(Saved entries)
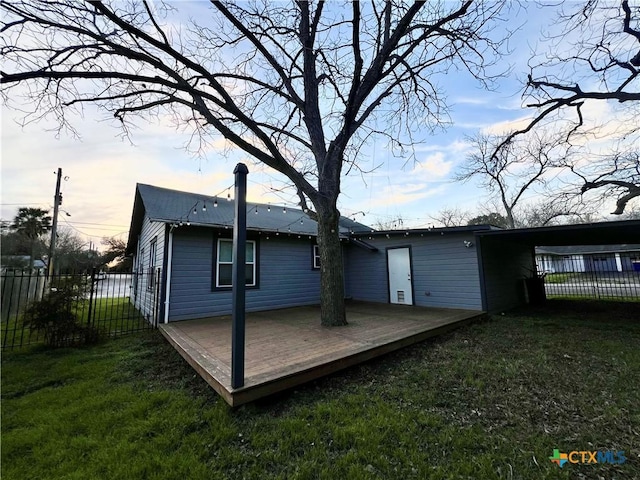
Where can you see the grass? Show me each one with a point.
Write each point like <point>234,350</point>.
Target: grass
<point>491,400</point>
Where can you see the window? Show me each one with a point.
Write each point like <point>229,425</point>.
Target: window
<point>224,263</point>
<point>151,282</point>
<point>315,253</point>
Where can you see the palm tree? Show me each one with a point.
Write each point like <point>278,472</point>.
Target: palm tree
<point>31,223</point>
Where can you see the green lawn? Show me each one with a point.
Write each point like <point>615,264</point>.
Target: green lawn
<point>492,400</point>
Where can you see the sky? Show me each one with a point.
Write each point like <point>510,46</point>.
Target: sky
<point>101,169</point>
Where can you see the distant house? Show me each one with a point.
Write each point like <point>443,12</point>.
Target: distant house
<point>20,263</point>
<point>587,258</point>
<point>181,245</point>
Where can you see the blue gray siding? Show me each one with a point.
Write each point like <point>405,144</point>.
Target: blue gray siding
<point>445,272</point>
<point>505,266</point>
<point>285,276</point>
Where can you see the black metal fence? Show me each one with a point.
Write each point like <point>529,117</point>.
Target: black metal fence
<point>580,276</point>
<point>110,304</point>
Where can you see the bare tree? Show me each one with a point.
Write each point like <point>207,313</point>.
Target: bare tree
<point>300,86</point>
<point>492,218</point>
<point>451,217</point>
<point>593,56</point>
<point>617,174</point>
<point>519,168</point>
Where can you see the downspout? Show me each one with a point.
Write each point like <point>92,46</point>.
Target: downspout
<point>168,279</point>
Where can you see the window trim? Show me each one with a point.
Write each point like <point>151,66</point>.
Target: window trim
<point>153,252</point>
<point>216,255</point>
<point>315,257</point>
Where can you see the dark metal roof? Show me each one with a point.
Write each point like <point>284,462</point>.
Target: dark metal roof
<point>424,231</point>
<point>603,233</point>
<point>176,207</point>
<point>587,249</point>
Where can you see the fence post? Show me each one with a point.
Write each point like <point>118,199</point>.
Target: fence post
<point>93,282</point>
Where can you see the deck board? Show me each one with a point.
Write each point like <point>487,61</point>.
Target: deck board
<point>288,347</point>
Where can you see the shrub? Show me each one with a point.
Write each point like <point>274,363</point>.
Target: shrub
<point>55,316</point>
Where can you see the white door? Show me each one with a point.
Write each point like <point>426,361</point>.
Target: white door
<point>399,265</point>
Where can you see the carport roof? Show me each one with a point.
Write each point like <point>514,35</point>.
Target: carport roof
<point>603,233</point>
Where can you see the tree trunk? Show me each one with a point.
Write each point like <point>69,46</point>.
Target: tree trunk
<point>332,311</point>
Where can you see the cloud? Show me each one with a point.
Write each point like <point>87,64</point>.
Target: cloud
<point>434,166</point>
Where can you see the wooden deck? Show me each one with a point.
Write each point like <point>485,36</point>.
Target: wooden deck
<point>288,347</point>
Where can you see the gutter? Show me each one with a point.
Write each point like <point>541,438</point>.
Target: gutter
<point>168,279</point>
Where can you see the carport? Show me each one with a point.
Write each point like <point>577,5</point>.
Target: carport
<point>507,257</point>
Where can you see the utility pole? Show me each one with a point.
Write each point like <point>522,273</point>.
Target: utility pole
<point>57,200</point>
<point>238,277</point>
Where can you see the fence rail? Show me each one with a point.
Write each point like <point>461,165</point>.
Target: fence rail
<point>579,278</point>
<point>109,304</point>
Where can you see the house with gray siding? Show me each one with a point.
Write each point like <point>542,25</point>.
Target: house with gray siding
<point>181,246</point>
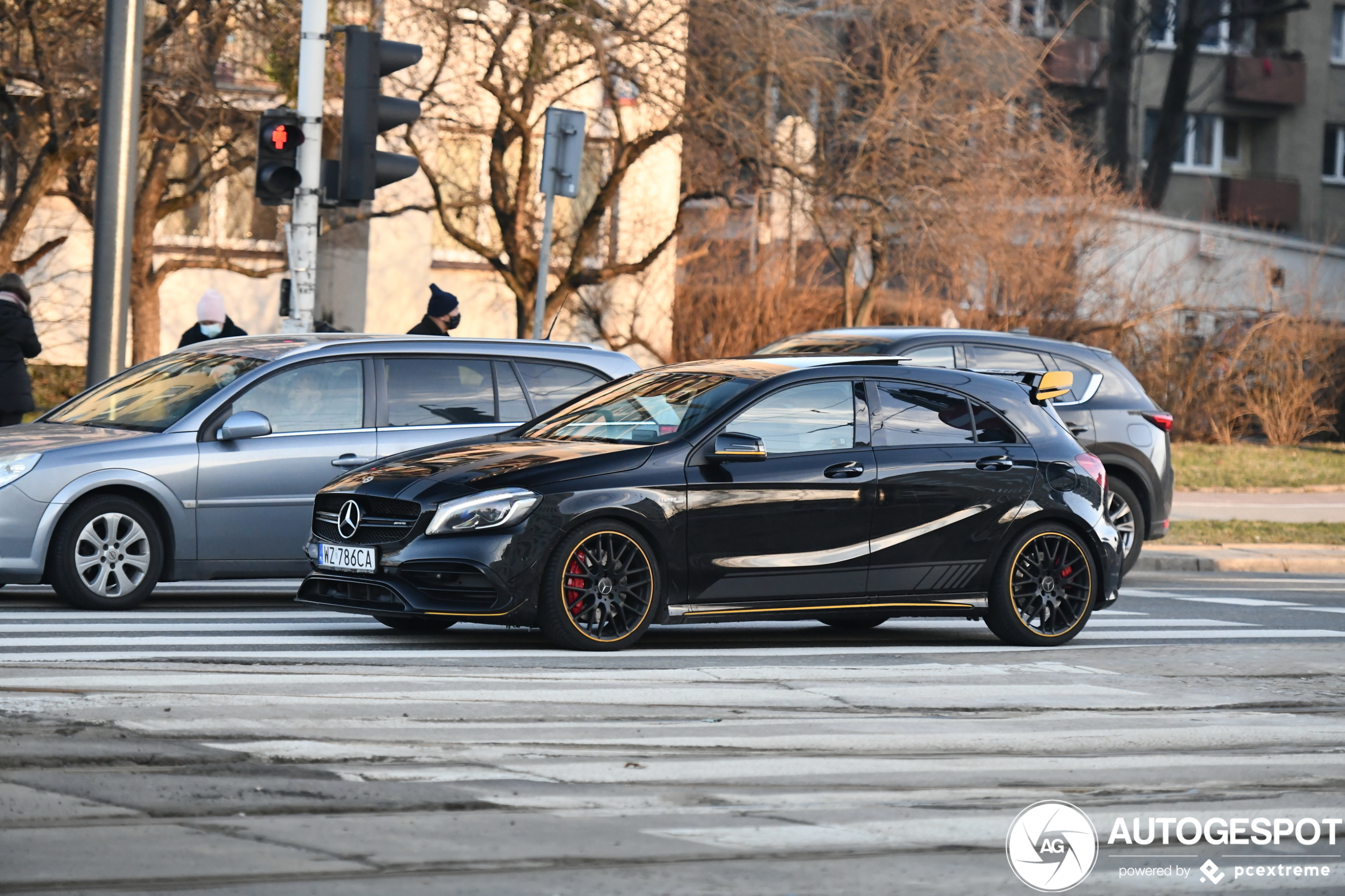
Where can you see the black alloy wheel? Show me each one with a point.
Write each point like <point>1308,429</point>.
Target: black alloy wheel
<point>600,589</point>
<point>106,554</point>
<point>1127,518</point>
<point>416,624</point>
<point>856,621</point>
<point>1044,589</point>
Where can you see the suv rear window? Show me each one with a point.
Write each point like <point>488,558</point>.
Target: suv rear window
<point>828,346</point>
<point>554,385</point>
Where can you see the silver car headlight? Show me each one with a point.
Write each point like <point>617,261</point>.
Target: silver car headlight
<point>15,465</point>
<point>485,511</point>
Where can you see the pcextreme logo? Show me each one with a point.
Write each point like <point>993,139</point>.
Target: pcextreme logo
<point>1052,845</point>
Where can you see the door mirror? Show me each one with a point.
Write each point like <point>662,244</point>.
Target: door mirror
<point>738,446</point>
<point>244,425</point>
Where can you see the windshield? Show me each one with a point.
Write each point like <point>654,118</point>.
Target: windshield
<point>642,410</point>
<point>155,395</point>
<point>828,346</point>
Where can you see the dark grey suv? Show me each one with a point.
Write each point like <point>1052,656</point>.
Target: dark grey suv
<point>1107,410</point>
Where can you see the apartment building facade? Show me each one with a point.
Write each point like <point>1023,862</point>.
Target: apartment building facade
<point>1265,140</point>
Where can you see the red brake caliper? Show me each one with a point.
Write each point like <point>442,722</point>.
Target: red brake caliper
<point>573,586</point>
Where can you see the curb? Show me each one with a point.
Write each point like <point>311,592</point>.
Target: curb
<point>1304,560</point>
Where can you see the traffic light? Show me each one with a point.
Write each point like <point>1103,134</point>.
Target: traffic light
<point>279,135</point>
<point>367,113</point>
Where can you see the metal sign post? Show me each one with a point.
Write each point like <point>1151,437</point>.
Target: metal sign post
<point>302,231</point>
<point>562,152</point>
<point>115,201</point>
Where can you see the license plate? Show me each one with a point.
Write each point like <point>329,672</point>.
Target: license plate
<point>339,557</point>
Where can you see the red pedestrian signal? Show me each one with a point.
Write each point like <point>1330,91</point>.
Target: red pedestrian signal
<point>283,136</point>
<point>279,135</point>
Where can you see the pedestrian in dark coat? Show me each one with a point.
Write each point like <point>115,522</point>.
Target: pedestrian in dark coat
<point>442,316</point>
<point>18,343</point>
<point>212,321</point>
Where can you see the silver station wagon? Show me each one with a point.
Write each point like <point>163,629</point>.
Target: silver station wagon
<point>202,464</point>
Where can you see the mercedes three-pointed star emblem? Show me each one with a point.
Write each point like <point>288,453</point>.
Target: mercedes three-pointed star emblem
<point>347,522</point>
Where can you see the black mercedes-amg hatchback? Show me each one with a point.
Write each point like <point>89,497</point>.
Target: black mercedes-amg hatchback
<point>842,490</point>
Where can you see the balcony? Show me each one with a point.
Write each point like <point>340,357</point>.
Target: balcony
<point>1074,62</point>
<point>1265,80</point>
<point>1259,202</point>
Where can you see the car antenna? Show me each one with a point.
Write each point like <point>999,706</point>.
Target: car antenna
<point>553,321</point>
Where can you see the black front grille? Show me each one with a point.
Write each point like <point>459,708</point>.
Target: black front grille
<point>350,594</point>
<point>459,583</point>
<point>384,520</point>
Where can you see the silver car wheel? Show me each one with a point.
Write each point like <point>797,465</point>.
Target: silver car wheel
<point>112,555</point>
<point>1124,520</point>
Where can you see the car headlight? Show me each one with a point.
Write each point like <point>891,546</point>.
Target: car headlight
<point>15,465</point>
<point>485,511</point>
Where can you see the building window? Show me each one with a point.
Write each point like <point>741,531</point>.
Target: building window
<point>1333,155</point>
<point>1162,24</point>
<point>1339,35</point>
<point>1209,143</point>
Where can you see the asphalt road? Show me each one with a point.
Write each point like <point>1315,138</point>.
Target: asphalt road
<point>226,740</point>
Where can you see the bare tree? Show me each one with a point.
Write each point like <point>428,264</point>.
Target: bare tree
<point>197,129</point>
<point>495,69</point>
<point>49,108</point>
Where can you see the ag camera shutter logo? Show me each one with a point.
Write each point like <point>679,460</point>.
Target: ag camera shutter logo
<point>1052,847</point>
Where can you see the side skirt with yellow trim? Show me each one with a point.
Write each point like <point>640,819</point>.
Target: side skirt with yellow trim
<point>958,605</point>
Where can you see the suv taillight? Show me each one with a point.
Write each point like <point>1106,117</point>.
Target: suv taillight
<point>1161,420</point>
<point>1094,468</point>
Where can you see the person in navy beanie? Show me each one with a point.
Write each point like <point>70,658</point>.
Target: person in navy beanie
<point>442,316</point>
<point>18,341</point>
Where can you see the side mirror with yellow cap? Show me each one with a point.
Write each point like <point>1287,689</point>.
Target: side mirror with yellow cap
<point>1052,385</point>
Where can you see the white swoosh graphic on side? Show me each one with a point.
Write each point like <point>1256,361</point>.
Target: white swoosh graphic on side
<point>848,553</point>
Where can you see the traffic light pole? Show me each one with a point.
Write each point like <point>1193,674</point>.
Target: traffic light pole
<point>303,222</point>
<point>115,201</point>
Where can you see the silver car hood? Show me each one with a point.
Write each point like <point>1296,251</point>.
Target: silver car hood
<point>46,437</point>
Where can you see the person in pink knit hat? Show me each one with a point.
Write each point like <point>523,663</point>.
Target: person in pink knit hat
<point>212,321</point>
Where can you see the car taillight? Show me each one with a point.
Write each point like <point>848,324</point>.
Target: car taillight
<point>1094,468</point>
<point>1161,420</point>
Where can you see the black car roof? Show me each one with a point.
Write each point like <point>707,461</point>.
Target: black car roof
<point>798,367</point>
<point>898,335</point>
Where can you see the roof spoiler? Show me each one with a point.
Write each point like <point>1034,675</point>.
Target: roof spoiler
<point>1043,385</point>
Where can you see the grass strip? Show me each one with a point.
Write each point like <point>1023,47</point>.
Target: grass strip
<point>1254,531</point>
<point>1246,465</point>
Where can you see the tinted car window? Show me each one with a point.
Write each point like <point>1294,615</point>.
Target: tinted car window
<point>554,385</point>
<point>434,391</point>
<point>310,398</point>
<point>155,395</point>
<point>910,414</point>
<point>992,429</point>
<point>930,356</point>
<point>513,405</point>
<point>815,417</point>
<point>644,409</point>
<point>997,358</point>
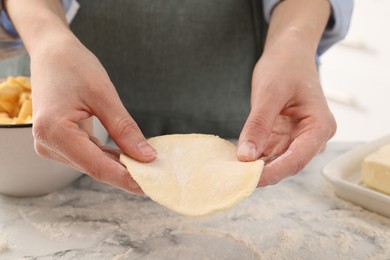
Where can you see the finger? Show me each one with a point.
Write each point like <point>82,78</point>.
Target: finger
<point>74,147</point>
<point>257,129</point>
<point>293,160</point>
<point>123,129</point>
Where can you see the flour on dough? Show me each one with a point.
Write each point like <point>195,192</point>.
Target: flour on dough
<point>195,174</point>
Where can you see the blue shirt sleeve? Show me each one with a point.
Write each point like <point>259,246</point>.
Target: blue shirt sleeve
<point>10,43</point>
<point>338,23</point>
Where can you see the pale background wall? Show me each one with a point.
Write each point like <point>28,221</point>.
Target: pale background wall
<point>358,67</point>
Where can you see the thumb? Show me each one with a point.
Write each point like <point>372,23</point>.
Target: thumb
<point>254,135</point>
<point>125,132</point>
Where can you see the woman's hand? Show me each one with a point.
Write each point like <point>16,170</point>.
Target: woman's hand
<point>69,87</point>
<point>290,121</point>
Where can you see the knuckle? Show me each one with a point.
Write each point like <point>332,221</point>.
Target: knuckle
<point>259,125</point>
<point>41,150</point>
<point>125,126</point>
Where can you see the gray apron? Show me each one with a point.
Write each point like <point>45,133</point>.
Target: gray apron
<point>179,66</point>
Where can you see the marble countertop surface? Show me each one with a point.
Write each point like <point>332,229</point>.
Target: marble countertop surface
<point>300,218</point>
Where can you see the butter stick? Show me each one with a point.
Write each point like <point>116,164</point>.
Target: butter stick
<point>376,170</point>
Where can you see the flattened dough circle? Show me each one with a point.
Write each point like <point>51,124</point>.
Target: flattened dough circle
<point>195,174</point>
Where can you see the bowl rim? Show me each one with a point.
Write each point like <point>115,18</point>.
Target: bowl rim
<point>16,125</point>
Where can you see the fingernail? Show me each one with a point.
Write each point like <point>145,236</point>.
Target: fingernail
<point>146,149</point>
<point>247,151</point>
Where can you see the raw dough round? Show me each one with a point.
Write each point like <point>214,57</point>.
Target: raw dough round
<point>195,174</point>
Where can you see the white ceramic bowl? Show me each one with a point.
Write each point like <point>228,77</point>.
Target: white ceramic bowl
<point>23,173</point>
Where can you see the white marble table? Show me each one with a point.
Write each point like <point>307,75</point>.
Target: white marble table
<point>299,218</point>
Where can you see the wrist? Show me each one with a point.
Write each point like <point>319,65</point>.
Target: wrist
<point>298,25</point>
<point>37,21</point>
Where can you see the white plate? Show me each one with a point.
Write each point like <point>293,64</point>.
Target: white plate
<point>344,173</point>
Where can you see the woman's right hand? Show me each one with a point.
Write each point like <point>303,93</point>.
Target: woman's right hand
<point>69,87</point>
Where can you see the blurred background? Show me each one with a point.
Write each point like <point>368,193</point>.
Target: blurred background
<point>355,74</point>
<point>359,68</point>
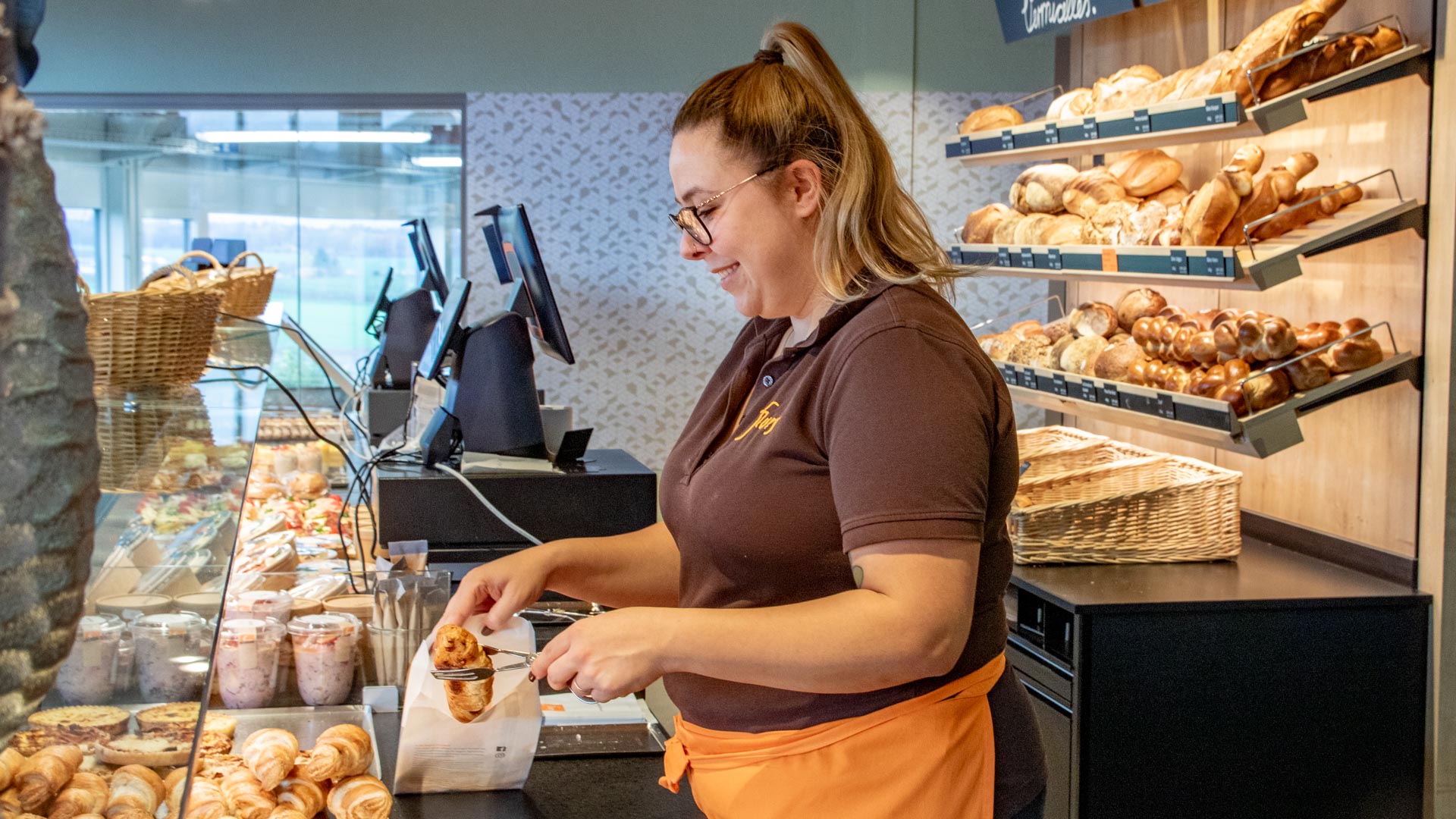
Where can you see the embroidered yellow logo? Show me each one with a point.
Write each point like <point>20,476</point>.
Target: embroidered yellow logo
<point>764,422</point>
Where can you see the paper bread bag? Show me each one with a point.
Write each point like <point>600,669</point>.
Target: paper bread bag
<point>492,752</point>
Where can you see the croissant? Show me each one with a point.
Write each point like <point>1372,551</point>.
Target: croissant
<point>360,798</point>
<point>136,786</point>
<point>46,776</point>
<point>1256,337</point>
<point>300,795</point>
<point>11,764</point>
<point>246,798</point>
<point>341,751</point>
<point>1354,352</point>
<point>86,793</point>
<point>270,754</point>
<point>206,800</point>
<point>175,786</point>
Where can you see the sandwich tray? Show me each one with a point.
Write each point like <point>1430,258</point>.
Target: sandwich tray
<point>1196,419</point>
<point>1199,120</point>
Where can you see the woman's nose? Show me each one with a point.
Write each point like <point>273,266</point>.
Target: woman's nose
<point>691,249</point>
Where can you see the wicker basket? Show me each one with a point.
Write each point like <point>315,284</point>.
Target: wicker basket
<point>150,337</point>
<point>1044,441</point>
<point>248,287</point>
<point>1159,509</point>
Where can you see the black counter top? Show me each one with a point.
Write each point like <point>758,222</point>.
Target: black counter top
<point>610,787</point>
<point>1264,575</point>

* Exercise requirements
From the data above, return only the lines starting at the line that holds "Where can you see the gutter?" and ending at the line that holds "Write each point like <point>488,558</point>.", word for word and without pictures.

* Solution for this problem
Where can you see the gutter? Show me each one with a point.
Write each point like <point>541,438</point>.
Target: gutter
<point>168,279</point>
Where can you see the carport? Show me each one with a point.
Write each point like <point>577,5</point>.
Target: carport
<point>507,257</point>
Where can you see the utility pole? Show me each one with a point.
Write each point like <point>522,273</point>.
Target: utility pole
<point>57,200</point>
<point>238,277</point>
Where can you see the fence rail? Show me each one with a point.
Write each point like <point>461,165</point>.
Target: fence rail
<point>579,278</point>
<point>109,304</point>
Where can you see the house with gray siding? Show me each one with a point.
Write each point like <point>542,25</point>.
Target: house with gray siding
<point>181,246</point>
Where can you see the black alloy wheel? Show me each one with a point.
Write each point like <point>1308,429</point>.
Target: black alloy wheel
<point>600,589</point>
<point>106,554</point>
<point>1127,518</point>
<point>416,624</point>
<point>856,621</point>
<point>1044,589</point>
Where can you see the suv rear window? Show me each one with a point.
Write each point like <point>488,558</point>.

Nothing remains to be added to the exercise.